◆ Challenge ◆
Continue the passage on the Intel Core Duo processor's core improvements, picking up after its last sentence.

◆ Document passage ◆
The core of the Intel® Core™ Duo processor-based technology is an enhanced Pentium® M processor 755/7451 core converted to 65nm process technology. The main focus of the core enhancements was to do the following:

  • Support virtualization (Virtualization Technology2) [3].
  • Support the new Streaming SIMD Extension (SSE3) [4].
  • Address performance inefficiencies mainly in the handling of SSE/SSE2, FP (x87) and some long latency integer instructions.

Intel® Core™ Duo processor-based technology core performance improvements

Intel® Core™ Duo processor-based technology introduces performance improvements in the following areas:

  • Streaming SIMD Extensions (SSE/2/3)
  • Floating Point (x87)
  • Integer

The main difficulty with SSE implementation in Pentium M is caused by the fact that SSE/2/3 is a 128-bit wide microarchitecture while the Pentium M execution core is 64-bits wide (in order to meet power and energy constraints). Making the machine twice as wide may produce more heat and so will have a significant impact on the Thermal Design Point (TDP) of the system as well as some impact on battery life. Since the Pentium M was primarily designed for mobility we preferred to make it relatively narrow and cope with the SSE performance issues. The by-product of this tradeoff is that each SSE vector operation is "broken" into 64-bit wide micro-operation (uOp) pairs. Such instructions suffer from several performance bottlenecks in the Pentium M pipeline, mainly in the Front End (FE) of the pipeline. For example, the Instruction Decoder in the Pentium M processor can potentially handle three instructions per cycle but only the first decoder in a row is capable of handling complex instructions. The other two decoders are limited to single uOp instructions only. This works fine in most cases since the most frequent instructions are single uOp. However, this is not the case with SSE instructions: only scalar SSE operations are single uOps while the vector operations are typically 2-4 uOps. This results in several potential bottlenecks in the FE: the Instruction Decoder in the Pentium M can only handle one SSE vector operation per cycle, causing starvation in the rest of the machine. This bottleneck was addressed in the Intel® Core™ Duo core: a new mechanism was introduced that allows lamination of pairs of similar uOps. This mechanism along with enhanced uOp fusion allows handling of the SSE/2/3 vector operation by a single laminated uOp. The instruction decoders were modified to handle three such instructions per cycle, increasing significantly the decode bandwidth of SSE vector operations. The laminated uOps streaming down the pipe are at a certain point un-laminated, reproducing again the 64-bit wide uOp pairs to feed the machine. These changes not only improve performance of vector operations but also save some energy since the FE, no more a bottleneck, can be clock gated whenever its uOp buffer is filled beyond a certain watermark.

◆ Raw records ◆
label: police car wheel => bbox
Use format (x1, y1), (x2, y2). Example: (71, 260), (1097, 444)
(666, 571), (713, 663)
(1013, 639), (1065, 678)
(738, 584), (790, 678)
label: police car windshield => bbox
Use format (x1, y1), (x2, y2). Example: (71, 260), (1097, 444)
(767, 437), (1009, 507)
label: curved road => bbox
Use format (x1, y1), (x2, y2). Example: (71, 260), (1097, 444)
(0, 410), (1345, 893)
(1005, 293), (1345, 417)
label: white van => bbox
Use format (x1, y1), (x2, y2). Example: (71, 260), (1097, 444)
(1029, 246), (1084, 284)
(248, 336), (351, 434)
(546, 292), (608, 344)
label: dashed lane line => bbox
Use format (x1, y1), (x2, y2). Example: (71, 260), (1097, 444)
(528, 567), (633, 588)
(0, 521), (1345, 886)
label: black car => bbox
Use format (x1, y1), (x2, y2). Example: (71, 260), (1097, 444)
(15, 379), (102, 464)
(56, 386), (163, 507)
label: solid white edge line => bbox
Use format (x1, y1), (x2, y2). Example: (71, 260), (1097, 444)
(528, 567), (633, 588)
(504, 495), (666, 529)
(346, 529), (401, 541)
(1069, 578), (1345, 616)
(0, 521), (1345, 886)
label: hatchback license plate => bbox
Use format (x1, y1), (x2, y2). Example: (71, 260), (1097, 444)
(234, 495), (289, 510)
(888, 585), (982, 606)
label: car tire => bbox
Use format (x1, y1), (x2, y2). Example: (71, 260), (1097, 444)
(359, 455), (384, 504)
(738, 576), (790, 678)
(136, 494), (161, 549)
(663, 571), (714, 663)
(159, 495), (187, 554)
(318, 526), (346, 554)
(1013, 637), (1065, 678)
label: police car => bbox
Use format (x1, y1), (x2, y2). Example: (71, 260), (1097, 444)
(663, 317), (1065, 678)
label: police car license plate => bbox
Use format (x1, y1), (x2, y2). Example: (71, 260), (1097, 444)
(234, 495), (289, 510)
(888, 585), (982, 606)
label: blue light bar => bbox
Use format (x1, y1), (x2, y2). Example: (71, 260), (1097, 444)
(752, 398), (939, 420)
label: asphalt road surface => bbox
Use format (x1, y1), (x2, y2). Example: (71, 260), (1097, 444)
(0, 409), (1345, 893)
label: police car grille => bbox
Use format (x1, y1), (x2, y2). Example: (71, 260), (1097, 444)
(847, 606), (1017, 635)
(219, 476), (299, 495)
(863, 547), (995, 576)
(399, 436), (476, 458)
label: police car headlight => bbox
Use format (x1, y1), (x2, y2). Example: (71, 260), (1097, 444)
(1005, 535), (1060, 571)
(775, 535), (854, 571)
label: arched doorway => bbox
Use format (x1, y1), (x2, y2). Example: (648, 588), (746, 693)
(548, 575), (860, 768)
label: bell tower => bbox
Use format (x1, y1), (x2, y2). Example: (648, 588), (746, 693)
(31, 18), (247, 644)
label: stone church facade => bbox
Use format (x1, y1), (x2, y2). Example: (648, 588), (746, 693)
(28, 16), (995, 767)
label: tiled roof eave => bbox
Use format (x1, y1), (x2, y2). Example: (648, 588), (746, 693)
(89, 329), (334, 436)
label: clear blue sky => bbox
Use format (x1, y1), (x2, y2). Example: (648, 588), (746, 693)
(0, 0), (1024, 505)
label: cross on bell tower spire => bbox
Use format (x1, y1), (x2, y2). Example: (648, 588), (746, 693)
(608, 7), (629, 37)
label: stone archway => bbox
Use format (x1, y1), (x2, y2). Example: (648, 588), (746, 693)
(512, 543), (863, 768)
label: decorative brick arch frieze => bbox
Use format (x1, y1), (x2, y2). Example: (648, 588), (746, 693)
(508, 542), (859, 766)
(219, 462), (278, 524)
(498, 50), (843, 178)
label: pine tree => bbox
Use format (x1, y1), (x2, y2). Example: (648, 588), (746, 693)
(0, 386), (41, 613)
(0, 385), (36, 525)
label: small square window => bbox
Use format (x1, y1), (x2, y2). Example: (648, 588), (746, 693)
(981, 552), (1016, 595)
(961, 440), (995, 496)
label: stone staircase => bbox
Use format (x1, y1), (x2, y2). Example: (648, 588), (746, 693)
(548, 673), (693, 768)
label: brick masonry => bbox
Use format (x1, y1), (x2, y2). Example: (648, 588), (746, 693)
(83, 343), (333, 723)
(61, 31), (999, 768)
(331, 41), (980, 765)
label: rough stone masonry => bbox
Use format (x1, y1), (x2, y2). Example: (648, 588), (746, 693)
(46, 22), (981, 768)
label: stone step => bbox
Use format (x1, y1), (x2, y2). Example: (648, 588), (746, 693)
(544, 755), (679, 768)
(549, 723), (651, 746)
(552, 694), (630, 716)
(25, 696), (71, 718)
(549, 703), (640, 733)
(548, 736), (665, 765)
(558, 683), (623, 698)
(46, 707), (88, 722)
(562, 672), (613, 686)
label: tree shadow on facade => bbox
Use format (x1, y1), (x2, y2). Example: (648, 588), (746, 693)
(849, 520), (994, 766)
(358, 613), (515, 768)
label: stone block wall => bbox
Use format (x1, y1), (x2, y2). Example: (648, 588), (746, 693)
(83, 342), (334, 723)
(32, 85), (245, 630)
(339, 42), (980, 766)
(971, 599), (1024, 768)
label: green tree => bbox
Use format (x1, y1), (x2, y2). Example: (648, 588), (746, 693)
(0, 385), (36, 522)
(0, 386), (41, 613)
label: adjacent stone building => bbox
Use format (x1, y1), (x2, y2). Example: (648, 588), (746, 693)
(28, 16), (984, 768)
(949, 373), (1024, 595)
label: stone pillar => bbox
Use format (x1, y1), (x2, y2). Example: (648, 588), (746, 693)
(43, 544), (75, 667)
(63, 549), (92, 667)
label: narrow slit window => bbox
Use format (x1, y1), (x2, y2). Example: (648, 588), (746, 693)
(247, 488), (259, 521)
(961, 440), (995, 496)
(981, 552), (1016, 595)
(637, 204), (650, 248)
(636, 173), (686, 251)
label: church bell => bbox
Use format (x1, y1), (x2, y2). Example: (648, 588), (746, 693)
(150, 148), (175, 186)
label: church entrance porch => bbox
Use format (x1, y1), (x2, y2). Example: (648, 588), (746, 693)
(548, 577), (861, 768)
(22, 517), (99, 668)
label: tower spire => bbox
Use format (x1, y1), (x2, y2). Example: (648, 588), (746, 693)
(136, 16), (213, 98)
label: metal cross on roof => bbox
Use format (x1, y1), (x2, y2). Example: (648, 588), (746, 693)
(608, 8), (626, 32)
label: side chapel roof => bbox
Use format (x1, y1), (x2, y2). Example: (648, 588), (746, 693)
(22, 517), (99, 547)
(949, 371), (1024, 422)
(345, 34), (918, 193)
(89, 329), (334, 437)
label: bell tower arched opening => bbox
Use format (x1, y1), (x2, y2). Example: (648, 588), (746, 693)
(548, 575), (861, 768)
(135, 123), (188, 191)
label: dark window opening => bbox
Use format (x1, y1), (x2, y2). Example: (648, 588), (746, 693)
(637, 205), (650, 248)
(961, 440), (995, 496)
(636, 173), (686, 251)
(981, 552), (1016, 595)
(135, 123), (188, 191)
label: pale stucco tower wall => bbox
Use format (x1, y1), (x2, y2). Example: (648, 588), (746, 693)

◆ Written reply ◆
Another bottleneck that was discovered was the handling of the floating point (FP) Control Word (CW). The FP CW is part of the x87 state and was usually viewed as "constant"; namely it is loaded once at the beginning and stays constant throughout the program. This is indeed the way the FP CW is used by most of the programs. However there are some FP applications that manipulate the "rounding control" which is located in this register: the default rounding mode is "rounding to nearest even" but before converting results to fixed point, some applications change the round control to "chop" (this is the rule with C programs for example). Such behavior was treated rather inefficiently by the Pentium M core: each manipulation of the FP CW was effectively stalling the pipeline until its completion. The Intel® Core™ Duo core introduced a new renaming mechanism for the FP CW so that four different versions of this register can coexist on the fly without stalling the machine.

Intel® Core™ Duo also improved the latency of some long latency integer operations such as Integer Divide (IDIV). Although these instructions are not very frequent, because of their extremely long latencies, their accumulative affect on integer benchmark scores have shown to be very significant. The basic Divide algorithm has remained unchanged; however, Intel® Core™ Duo Divide logic exploits opportunities for "early exit." The Divide logic calculates in advance the number of iterations that are required to accomplish the operation. This is indeed data dependent; however, it is often significantly smaller relative to the maximal number of iterations. Once the required number of iterations is accomplished the divider wraps up the results. This does not impact the maximal Integer Divide latency; however, on average it is much faster.

Another enhancement that benefits different kinds of applications is the introduction of a new mechanism of H/W prefetcher. This mechanism identifies streaming loads at a very early stage in the machine and speculatively predicts the future incarnation of these loads. These speculative requests are looked up in the shared L2 cache and if miss, they’re speculatively prefetched from the external memory. This mechanism is dynamically deactivated whenever there are many demand requests pending (a watermark mechanism). The benefit of this change is an average reduction in load latency.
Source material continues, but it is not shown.